--- START Supplied text ---

In this embodiment, the depressed portions 5 are formed on the side of the optical transparent protective member 4 opposite to the light receiving portion 3 corresponding to the light receiving elements of the light receiving portion 3, and the optical transparent protective member 4 is adhered with the semiconductor substrate 2 such that no space is formed except the space relating to the depressed portions 5 of the optical transparent protective member 4 for the semiconductor substrate 2 (first surface 2A). In this case, the depressed portions 5 function as a microlens array for concentration of light. Moreover, in order to simplify the formation of the through-wiring layers 7 and set the size of the semiconductor device to a size suitable for the CSP, when the semiconductor substrate 2 is thinned, the semiconductor substrate 2 is not bended so as not to cause the creation of crack and thus, enhance the manufacturing yield of the semiconductor device 1 because no space is formed between the optical transparent protective member 4 and the semiconductor substrate 2. Furthermore, since the light receiving portion 3 is not bended, the incident angle of light is not changed within a range of the center to the ends of the light receiving portion 3 so that the imaging characteristic is not deteriorated.

--- END Supplied text ---

### Instruction 1
List every part in the passage on the semiconductor device that carries a reference label, giving each part with its label.
The records that come next are material separate from the passage on the semiconductor device.

--- START Material for this task ---

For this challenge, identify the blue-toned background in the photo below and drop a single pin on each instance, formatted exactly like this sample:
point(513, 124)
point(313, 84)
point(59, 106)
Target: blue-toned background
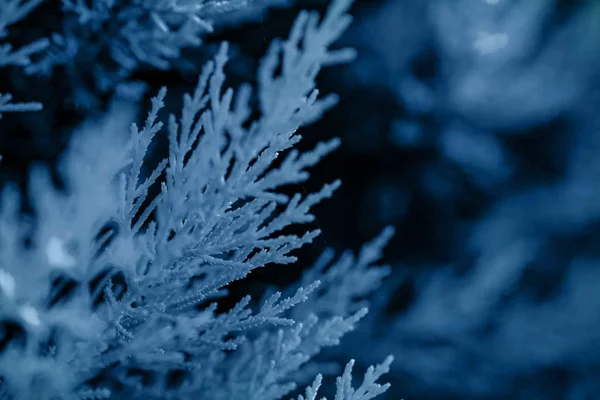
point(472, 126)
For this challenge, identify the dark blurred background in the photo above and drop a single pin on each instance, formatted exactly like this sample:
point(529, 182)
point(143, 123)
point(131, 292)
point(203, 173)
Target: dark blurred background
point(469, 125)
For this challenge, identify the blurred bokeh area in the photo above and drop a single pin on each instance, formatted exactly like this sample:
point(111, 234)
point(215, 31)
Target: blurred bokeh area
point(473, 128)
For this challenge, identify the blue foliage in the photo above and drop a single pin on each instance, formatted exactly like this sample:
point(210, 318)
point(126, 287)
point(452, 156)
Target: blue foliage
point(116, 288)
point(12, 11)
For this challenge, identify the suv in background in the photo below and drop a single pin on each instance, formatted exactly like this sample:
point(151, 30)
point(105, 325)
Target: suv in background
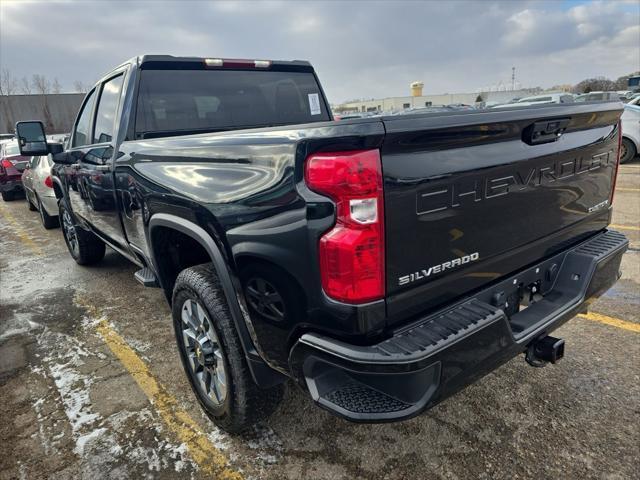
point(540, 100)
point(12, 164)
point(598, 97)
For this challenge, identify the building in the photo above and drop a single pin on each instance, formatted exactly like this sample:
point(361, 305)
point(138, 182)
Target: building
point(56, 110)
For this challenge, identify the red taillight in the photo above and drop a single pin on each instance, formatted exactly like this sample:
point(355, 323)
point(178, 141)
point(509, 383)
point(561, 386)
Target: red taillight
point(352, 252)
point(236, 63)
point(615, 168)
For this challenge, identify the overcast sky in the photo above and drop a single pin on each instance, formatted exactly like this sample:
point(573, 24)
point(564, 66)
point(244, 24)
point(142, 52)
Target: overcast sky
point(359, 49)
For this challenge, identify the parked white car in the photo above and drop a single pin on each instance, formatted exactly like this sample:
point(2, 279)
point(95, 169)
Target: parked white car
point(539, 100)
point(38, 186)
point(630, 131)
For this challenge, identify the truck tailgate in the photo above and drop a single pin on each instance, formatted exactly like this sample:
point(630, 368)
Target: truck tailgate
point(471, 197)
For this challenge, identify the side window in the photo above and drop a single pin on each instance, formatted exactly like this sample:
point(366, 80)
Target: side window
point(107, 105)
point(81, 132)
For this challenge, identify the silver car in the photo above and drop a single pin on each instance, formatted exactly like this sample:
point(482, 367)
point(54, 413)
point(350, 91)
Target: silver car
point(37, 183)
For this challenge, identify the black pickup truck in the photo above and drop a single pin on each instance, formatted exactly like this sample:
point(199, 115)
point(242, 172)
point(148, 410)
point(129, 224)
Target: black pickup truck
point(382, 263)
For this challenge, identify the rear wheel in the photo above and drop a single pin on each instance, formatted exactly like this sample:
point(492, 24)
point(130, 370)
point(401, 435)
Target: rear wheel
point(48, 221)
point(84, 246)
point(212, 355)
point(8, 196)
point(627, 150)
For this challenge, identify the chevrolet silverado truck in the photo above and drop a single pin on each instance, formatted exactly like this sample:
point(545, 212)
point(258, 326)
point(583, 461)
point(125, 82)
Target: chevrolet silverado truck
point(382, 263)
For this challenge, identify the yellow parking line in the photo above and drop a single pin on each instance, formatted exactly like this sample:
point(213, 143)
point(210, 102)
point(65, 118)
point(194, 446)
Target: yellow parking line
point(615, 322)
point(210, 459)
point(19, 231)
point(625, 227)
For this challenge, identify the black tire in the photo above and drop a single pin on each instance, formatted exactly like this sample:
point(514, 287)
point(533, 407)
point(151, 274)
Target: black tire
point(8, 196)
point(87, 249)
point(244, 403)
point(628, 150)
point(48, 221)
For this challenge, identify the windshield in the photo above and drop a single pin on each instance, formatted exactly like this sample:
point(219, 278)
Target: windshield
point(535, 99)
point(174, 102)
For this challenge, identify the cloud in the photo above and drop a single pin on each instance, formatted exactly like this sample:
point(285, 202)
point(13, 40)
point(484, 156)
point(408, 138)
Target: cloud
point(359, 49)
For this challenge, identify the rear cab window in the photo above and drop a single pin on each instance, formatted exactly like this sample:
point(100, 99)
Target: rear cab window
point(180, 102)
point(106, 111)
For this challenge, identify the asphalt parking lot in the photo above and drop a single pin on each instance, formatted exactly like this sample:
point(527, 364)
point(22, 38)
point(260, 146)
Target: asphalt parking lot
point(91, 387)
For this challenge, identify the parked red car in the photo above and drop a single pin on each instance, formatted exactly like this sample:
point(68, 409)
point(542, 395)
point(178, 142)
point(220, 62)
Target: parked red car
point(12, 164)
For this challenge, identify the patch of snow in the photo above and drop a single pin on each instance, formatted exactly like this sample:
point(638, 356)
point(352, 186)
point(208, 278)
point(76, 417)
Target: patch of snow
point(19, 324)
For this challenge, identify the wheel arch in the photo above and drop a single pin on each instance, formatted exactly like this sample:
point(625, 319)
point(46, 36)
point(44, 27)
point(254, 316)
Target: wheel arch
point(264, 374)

--- END Material for this task ---

### Instruction 2
From the records, select and copy every line that contains the string "parking", treating case as significant.

### Correct answer 1
- semiconductor device 1
- semiconductor substrate 2
- first surface 2A
- light receiving portion 3
- optical transparent protective member 4
- depressed portions 5
- through-wiring layers 7

### Correct answer 2
For this challenge, identify the yellow parking line in the photo above and drop a single pin on each instance, formatted exactly like this sample:
Target: yellow parking line
For this challenge, identify the asphalt parking lot in the photo above and drop a single pin on each instance, formatted exactly like this sample:
Target: asphalt parking lot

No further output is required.